▶ **Tareas por realizar**:
A. Según el texto sobre los asaltos en las carreteras, ¿en qué autopista atacaron a la familia?
B. Escribe la continuación del texto sobre los asaltos en las carreteras a partir de la pregunta «¿Qué sigue?».
───── Texto de lectura ─────
Huachicoleros, ¿hasta cuándo?

Alfonso Zárate

Un hecho terrible: el asalto a un vehículo en el que viajaba una familia llevó al asesinato de un pequeño de apenas dos años y a la violación de madre e hija. No ocurrió en un paraje semioculto, tampoco en una brecha escasamente transitada de una región apartada, sino en una de las autopistas federales de cuota más transitadas del país, la México-Puebla, antes de llegar a la caseta de San Martín Texmelucan.

Por la crueldad y saña, no parece tratarse de un simple asalto, muchos componentes parecen hablar de una venganza. Pero, independientemente de lo que concluyan las investigaciones, estos hechos subrayan la precaria vigilancia en las carreteras federales.

El descontrol en las autopistas tiene muchos años y lejos de disminuir sigue creciendo. Empezaron con los asaltos a camiones que transportan mercancías, se presentaron las denuncias; no pasó nada. Siguieron los asaltos —e incluso violaciones sexuales— a autobuses de pasajeros; tampoco nada pasó. Hoy asaltan vehículos particulares y carros de ferrocarril. ¿Qué sigue?
───── Extractos de datos ─────
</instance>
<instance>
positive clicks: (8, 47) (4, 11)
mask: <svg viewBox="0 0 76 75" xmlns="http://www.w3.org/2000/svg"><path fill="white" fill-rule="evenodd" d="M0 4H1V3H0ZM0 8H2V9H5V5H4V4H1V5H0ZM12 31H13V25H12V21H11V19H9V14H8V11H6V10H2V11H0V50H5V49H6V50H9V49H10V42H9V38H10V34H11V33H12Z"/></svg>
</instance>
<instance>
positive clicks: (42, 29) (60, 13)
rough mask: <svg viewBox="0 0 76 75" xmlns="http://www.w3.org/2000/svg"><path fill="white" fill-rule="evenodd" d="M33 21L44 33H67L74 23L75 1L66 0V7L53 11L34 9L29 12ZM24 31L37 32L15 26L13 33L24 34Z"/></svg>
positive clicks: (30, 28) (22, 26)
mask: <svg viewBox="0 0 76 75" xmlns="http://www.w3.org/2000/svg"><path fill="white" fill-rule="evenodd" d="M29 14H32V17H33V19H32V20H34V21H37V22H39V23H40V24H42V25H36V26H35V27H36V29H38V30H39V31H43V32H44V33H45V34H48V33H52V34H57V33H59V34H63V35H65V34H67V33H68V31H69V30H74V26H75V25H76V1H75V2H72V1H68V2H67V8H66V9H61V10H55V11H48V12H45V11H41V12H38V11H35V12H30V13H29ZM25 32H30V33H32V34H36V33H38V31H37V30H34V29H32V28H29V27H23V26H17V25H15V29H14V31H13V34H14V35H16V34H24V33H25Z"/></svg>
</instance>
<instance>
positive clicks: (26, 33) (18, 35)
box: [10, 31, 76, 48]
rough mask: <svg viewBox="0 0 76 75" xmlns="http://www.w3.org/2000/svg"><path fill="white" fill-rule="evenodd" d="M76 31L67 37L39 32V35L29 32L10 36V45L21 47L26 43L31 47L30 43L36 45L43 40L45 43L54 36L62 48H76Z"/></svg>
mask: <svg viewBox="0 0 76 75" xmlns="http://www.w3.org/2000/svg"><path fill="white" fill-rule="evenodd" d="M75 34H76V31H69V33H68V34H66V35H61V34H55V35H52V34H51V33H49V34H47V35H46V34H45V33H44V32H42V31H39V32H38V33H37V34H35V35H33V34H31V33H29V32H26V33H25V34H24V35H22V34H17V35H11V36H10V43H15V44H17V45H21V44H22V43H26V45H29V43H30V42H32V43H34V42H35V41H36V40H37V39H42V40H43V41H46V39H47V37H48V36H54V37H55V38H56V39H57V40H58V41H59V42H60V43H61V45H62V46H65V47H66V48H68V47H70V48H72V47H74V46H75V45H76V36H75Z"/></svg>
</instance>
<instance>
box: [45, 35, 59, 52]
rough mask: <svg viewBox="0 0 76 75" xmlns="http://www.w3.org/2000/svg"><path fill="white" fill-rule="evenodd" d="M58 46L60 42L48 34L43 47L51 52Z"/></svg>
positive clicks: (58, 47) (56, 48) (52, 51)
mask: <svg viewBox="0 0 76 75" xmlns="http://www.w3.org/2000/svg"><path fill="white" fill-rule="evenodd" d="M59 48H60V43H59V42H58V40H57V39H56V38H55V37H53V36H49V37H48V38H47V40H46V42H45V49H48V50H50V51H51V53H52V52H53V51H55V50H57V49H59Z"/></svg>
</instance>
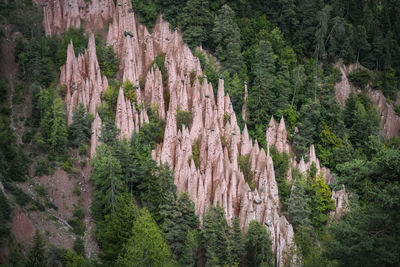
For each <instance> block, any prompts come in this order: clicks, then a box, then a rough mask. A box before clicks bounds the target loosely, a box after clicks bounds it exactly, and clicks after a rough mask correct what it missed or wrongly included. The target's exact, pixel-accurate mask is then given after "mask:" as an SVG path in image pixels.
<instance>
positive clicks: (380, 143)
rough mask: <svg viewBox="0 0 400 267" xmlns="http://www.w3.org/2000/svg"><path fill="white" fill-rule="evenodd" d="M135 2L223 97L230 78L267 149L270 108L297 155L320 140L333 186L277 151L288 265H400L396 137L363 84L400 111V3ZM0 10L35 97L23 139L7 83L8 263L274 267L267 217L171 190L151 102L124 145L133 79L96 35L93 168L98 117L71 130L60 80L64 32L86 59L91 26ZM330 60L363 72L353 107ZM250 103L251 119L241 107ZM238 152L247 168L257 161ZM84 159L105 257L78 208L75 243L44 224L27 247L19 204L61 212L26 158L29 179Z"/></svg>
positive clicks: (170, 180) (70, 126) (0, 113)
─────
▶ **Respuestas**:
A. En la autopista México-Puebla, antes de llegar a la caseta de San Martín Texmelucan.

B.
Conectados, quizás, con los asaltantes en carreteras, las bandas de huachicoleros que ordeñan los ductos de Pemex son cada vez más prepotentes y cínicas y, un dato perturbador, cuentan con un respaldo social en las comunidades donde operan.

Lo que se ha visto en estos días exhibe la descomposición del tejido social: mujeres y niños que a la altura de Palmarito, en Puebla, bloquean carreteras con barricadas y llantas quemadas, civiles armados que asesinan soldados y se escudan en mujeres y niños, comunidades que exigen la salida del Ejército para poder seguir delinquiendo libremente. Desde luego, estas acciones no justificarían —de comprobarse— ejecuciones extrajudiciales, como lo muestra un video en el que presuntos militares detienen y liquidan a un civil la noche del 3 de mayo.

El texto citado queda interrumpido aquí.